▶ _DIRECTIONS_
Render the records below as a JSON list of strings, with one string per line and blank lines omitted. Include only the lines from the one with "Expected output: the position of each instance of the shop" up to and including the one with "(1012, 443)".
---*---
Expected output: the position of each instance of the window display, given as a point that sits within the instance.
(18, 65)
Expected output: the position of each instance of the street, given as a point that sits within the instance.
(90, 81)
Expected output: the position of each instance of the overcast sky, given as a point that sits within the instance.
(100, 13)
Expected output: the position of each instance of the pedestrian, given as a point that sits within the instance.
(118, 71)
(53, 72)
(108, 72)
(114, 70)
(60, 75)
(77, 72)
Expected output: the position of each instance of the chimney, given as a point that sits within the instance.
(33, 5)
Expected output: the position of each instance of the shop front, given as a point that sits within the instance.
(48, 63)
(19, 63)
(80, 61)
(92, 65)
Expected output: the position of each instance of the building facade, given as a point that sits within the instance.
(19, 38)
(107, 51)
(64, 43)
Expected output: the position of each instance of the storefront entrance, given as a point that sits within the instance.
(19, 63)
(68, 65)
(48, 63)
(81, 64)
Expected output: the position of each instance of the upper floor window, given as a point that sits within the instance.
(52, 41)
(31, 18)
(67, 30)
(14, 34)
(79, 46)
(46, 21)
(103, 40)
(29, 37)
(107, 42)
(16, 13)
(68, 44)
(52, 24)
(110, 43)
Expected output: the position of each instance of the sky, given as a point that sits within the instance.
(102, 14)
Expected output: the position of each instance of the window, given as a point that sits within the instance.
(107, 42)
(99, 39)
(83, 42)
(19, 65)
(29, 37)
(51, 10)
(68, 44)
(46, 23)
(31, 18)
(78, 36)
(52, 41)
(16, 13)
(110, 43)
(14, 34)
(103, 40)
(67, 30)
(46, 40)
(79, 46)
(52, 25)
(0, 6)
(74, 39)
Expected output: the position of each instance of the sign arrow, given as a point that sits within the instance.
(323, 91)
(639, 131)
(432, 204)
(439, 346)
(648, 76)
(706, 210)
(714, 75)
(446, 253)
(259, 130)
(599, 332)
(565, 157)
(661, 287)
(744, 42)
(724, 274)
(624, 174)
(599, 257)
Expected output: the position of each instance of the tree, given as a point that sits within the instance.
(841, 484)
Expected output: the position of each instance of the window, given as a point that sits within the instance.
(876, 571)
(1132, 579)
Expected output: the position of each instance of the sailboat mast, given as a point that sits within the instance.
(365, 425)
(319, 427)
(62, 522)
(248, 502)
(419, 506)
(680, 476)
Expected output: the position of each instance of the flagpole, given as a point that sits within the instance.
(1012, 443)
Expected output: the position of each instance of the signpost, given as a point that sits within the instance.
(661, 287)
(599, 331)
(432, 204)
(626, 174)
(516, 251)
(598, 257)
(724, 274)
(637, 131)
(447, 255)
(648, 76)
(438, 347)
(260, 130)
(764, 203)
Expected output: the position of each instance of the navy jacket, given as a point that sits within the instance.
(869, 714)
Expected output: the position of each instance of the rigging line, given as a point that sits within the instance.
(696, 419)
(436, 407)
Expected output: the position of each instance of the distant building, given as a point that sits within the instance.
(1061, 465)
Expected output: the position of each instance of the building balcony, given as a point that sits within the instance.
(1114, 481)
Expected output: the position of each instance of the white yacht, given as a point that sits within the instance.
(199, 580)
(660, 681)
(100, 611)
---*---
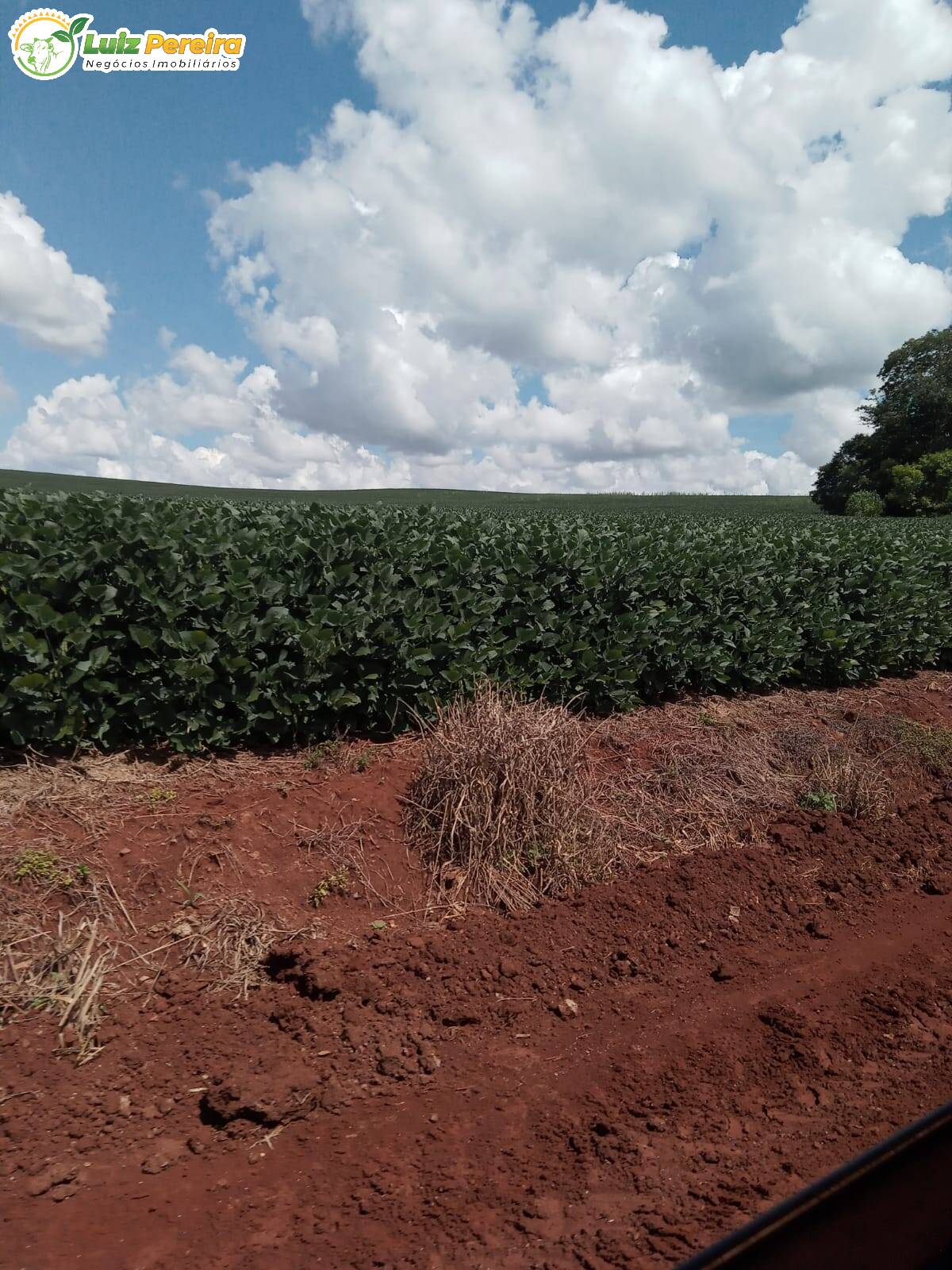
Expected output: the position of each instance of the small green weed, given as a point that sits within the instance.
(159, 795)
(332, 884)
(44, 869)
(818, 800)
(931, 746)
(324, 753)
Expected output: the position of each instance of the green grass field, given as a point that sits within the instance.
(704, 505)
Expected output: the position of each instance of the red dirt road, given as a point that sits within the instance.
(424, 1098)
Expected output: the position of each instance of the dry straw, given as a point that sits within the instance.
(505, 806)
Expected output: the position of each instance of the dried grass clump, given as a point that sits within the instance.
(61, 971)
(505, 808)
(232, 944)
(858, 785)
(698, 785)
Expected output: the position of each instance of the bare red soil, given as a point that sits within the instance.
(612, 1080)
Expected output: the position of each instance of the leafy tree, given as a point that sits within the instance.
---*---
▶ _FULL SOLUTION_
[
  "Expected output: the position of each instance of the shop front, given as a point that sits within the instance.",
  "(48, 63)",
  "(19, 63)",
  "(80, 61)",
  "(92, 65)",
  "Expected output: the position of each instance of the building facade, given as a point that sits within the instance.",
  "(19, 38)",
  "(107, 51)",
  "(64, 43)",
  "Expected output: the position of each instance of the storefront entrance, given as a point that sits within the instance.",
  "(19, 63)",
  "(68, 65)",
  "(48, 63)",
  "(81, 64)",
  "Expected output: the position of each instance of the upper floor window, given as a point that sits within the instance.",
  "(52, 41)",
  "(31, 18)",
  "(67, 30)",
  "(14, 34)",
  "(79, 46)",
  "(46, 21)",
  "(103, 40)",
  "(29, 37)",
  "(107, 42)",
  "(16, 13)",
  "(68, 44)",
  "(52, 24)",
  "(110, 43)",
  "Expected output: the position of each instance of the sky, given as a point that sits within the instance.",
  "(102, 14)",
  "Expected output: the position of each instance of the window, given as a point that sits within the instance.",
  "(107, 42)",
  "(99, 39)",
  "(83, 42)",
  "(19, 65)",
  "(29, 37)",
  "(51, 10)",
  "(68, 44)",
  "(46, 23)",
  "(31, 18)",
  "(78, 36)",
  "(52, 41)",
  "(16, 13)",
  "(110, 43)",
  "(14, 34)",
  "(103, 40)",
  "(67, 30)",
  "(46, 40)",
  "(79, 46)",
  "(52, 25)",
  "(0, 6)",
  "(74, 39)",
  "Expected output: the position of each instance of the sign arrow, given as a point that sits within the instance.",
  "(323, 91)",
  "(639, 131)",
  "(432, 204)",
  "(439, 346)",
  "(648, 76)",
  "(706, 210)",
  "(714, 75)",
  "(446, 253)",
  "(259, 130)",
  "(599, 332)",
  "(565, 157)",
  "(661, 287)",
  "(744, 42)",
  "(724, 274)",
  "(624, 174)",
  "(599, 257)",
  "Expected output: the position of each instance of the tree, given as a point that sits within the instance.",
  "(841, 484)",
  "Expected output: the position of each instance of the window, given as a point that sits within the instance.",
  "(876, 571)",
  "(1132, 579)",
  "Expected output: the position of each instance of the sailboat mast, given as a point that sits within the instance.",
  "(365, 425)",
  "(319, 427)",
  "(62, 522)",
  "(248, 502)",
  "(419, 506)",
  "(680, 476)",
  "Expected output: the position of each instance of the flagpole, given as a point that sits within the instance.",
  "(1012, 443)"
]